Objective:
Locate each line in the records that contains the string "brick" with the same capitalization, and copy every such line.

Point annotation records:
########

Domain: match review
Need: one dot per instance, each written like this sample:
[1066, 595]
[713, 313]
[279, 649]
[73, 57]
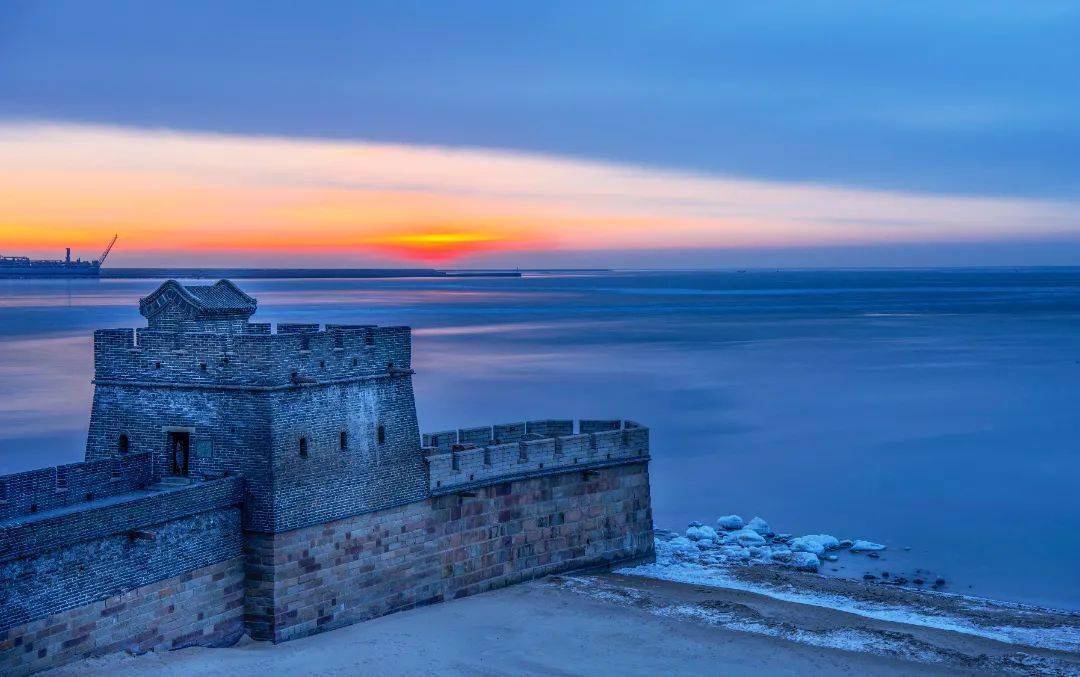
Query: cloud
[180, 195]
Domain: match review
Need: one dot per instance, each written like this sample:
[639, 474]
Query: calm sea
[936, 410]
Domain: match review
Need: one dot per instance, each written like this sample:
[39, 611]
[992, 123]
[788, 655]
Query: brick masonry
[308, 502]
[320, 578]
[202, 607]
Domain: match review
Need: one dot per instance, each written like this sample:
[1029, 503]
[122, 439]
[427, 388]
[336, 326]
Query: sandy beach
[610, 623]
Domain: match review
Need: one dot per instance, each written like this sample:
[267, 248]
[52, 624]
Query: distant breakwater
[216, 273]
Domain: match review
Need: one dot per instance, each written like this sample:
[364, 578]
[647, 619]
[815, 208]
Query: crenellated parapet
[475, 457]
[49, 488]
[258, 357]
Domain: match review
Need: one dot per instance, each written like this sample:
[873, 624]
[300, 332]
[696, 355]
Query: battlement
[50, 488]
[294, 356]
[474, 457]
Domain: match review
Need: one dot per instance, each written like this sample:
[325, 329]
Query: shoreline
[615, 623]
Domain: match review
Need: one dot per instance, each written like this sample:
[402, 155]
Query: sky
[495, 134]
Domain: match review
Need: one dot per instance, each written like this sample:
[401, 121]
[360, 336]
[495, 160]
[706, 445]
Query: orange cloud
[171, 193]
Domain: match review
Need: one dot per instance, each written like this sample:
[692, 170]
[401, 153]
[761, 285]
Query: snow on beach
[719, 557]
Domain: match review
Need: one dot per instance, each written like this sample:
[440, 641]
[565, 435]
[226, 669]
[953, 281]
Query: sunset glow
[179, 198]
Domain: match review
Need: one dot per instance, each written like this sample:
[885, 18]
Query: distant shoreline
[247, 273]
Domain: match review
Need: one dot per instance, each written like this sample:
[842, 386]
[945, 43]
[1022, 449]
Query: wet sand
[618, 624]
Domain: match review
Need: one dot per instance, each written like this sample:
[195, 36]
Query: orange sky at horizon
[174, 195]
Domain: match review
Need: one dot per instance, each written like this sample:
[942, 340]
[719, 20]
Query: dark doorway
[179, 450]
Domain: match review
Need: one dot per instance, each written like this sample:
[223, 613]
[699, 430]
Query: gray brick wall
[202, 607]
[469, 458]
[309, 470]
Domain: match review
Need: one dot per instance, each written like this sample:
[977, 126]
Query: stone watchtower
[240, 479]
[321, 423]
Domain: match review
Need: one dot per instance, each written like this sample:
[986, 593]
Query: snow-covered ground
[724, 557]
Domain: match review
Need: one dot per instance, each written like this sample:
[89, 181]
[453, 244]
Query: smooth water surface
[931, 409]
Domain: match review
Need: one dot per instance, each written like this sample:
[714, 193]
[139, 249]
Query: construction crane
[107, 249]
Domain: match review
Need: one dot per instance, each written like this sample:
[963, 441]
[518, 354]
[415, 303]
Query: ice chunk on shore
[865, 546]
[736, 552]
[700, 531]
[746, 538]
[759, 525]
[730, 522]
[806, 562]
[683, 545]
[815, 543]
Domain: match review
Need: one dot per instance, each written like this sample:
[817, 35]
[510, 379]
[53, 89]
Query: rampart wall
[139, 570]
[480, 456]
[323, 577]
[49, 488]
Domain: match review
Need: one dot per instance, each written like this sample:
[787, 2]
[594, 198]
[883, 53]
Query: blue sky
[964, 98]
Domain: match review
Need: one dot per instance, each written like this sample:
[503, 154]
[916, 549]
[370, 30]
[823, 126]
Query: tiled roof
[220, 296]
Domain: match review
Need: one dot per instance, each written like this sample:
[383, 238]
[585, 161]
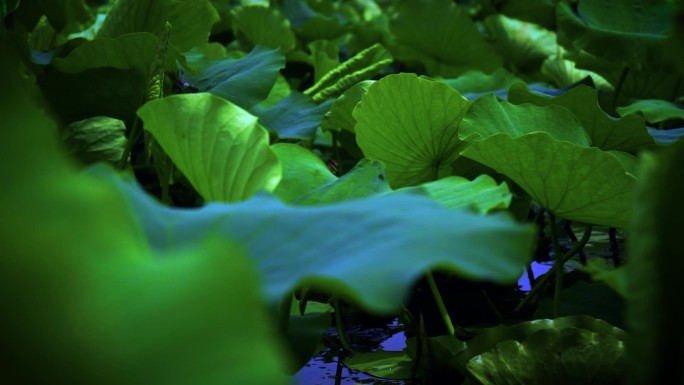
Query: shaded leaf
[100, 138]
[340, 115]
[627, 134]
[573, 182]
[264, 26]
[623, 32]
[362, 66]
[440, 35]
[303, 171]
[482, 194]
[489, 116]
[294, 117]
[653, 110]
[219, 147]
[245, 81]
[353, 248]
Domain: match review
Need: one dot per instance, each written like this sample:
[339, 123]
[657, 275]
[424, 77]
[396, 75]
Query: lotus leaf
[626, 134]
[625, 32]
[440, 35]
[410, 124]
[573, 182]
[567, 356]
[263, 26]
[218, 146]
[653, 110]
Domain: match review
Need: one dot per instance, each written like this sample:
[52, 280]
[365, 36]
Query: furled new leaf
[245, 81]
[295, 117]
[218, 146]
[573, 182]
[410, 124]
[362, 66]
[191, 20]
[607, 133]
[440, 35]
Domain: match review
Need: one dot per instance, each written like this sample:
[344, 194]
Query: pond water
[324, 369]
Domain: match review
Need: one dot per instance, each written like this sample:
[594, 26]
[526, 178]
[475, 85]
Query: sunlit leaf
[218, 146]
[410, 124]
[573, 182]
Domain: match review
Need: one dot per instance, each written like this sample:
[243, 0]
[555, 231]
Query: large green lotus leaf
[362, 66]
[245, 81]
[607, 133]
[410, 124]
[263, 26]
[489, 116]
[219, 147]
[654, 316]
[295, 117]
[133, 51]
[340, 115]
[370, 251]
[653, 110]
[480, 82]
[86, 300]
[191, 21]
[482, 194]
[96, 139]
[523, 45]
[625, 32]
[564, 357]
[573, 182]
[367, 178]
[440, 35]
[303, 171]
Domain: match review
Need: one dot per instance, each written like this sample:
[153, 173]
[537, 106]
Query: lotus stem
[285, 306]
[542, 281]
[338, 325]
[440, 304]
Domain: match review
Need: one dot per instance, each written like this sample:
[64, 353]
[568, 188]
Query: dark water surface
[324, 368]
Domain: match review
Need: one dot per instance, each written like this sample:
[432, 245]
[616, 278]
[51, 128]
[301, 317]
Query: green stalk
[440, 304]
[285, 305]
[338, 325]
[558, 265]
[618, 87]
[542, 281]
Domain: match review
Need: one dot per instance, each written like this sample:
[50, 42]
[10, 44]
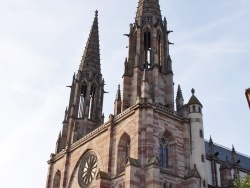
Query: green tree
[242, 182]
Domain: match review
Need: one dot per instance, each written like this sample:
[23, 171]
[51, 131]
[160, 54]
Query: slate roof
[225, 152]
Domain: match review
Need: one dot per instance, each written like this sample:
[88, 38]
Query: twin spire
[91, 55]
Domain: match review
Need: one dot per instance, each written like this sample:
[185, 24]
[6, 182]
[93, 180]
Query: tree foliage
[242, 182]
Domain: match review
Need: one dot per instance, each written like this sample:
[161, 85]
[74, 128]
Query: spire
[179, 92]
[193, 99]
[210, 141]
[91, 55]
[118, 103]
[211, 146]
[144, 85]
[144, 78]
[148, 8]
[179, 99]
[65, 115]
[118, 94]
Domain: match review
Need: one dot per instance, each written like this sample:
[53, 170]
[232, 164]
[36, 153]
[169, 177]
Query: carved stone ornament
[87, 170]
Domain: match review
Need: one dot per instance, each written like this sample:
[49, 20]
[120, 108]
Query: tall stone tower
[148, 49]
[146, 143]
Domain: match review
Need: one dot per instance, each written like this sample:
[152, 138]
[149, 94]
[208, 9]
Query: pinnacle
[118, 94]
[91, 55]
[148, 7]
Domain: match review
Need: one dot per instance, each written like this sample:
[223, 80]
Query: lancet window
[159, 49]
[163, 153]
[82, 100]
[147, 49]
[57, 179]
[91, 102]
[123, 152]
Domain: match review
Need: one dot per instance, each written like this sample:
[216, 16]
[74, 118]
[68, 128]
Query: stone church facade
[145, 143]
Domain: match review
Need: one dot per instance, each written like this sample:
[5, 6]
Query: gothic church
[145, 143]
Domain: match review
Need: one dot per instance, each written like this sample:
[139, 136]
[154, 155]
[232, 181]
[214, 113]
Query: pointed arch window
[165, 185]
[159, 49]
[82, 100]
[57, 179]
[147, 49]
[123, 152]
[91, 102]
[135, 36]
[163, 153]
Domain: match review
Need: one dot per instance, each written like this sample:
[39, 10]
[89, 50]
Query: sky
[41, 45]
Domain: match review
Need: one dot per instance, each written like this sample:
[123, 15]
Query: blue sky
[41, 44]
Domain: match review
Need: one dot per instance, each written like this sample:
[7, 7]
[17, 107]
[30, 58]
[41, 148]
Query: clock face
[87, 170]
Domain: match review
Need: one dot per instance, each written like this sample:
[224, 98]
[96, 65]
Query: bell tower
[149, 50]
[84, 113]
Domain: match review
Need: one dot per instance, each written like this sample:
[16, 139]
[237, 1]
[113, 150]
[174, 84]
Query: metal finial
[193, 91]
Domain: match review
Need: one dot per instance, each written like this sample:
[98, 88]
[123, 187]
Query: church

########

Answer to the task:
Query: brick masonry
Query: gray brick wall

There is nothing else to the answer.